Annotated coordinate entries
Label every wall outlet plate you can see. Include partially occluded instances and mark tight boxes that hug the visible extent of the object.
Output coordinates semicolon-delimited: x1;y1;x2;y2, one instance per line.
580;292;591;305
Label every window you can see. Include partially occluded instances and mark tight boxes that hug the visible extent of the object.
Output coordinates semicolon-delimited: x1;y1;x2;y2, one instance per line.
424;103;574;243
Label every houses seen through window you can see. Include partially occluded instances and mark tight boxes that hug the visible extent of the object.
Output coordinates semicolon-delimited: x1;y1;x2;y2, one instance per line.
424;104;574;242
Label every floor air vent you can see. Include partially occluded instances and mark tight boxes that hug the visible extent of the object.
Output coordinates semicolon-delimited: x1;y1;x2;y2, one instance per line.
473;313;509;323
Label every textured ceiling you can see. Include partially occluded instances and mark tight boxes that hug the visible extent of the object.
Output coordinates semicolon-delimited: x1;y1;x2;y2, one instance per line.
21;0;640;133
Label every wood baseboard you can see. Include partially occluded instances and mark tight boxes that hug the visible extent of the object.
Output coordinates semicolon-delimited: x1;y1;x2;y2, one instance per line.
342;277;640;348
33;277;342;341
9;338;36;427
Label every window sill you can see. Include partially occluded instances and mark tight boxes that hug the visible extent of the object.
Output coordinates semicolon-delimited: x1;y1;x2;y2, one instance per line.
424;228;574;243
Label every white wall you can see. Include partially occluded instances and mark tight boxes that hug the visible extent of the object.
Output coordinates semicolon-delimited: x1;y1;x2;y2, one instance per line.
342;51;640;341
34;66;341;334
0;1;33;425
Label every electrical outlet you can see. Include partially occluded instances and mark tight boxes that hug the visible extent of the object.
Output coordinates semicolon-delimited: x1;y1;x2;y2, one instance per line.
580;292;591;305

_Problem to solve_
Convert the entries into a numbered list, one item per line, leaving out blank lines. Begin at the line containing "Label every white" and continue through the last line of the entries.

_Task solution_
1. Label every white wall you can see. Include partially occluded instances and mark tight boxes that hug the visible extent of the object.
2. Output coordinates semicolon-delimited: x1;y1;x2;y2, one instance per line.
3. 342;51;640;341
4. 34;66;341;334
5. 0;1;33;425
6. Label every electrical outlet you can see. Include partially occluded instances and mark tight boxes that hug the visible extent of the object.
7. Output coordinates semicolon-delimited: x1;y1;x2;y2, one instance per line.
8. 580;292;591;305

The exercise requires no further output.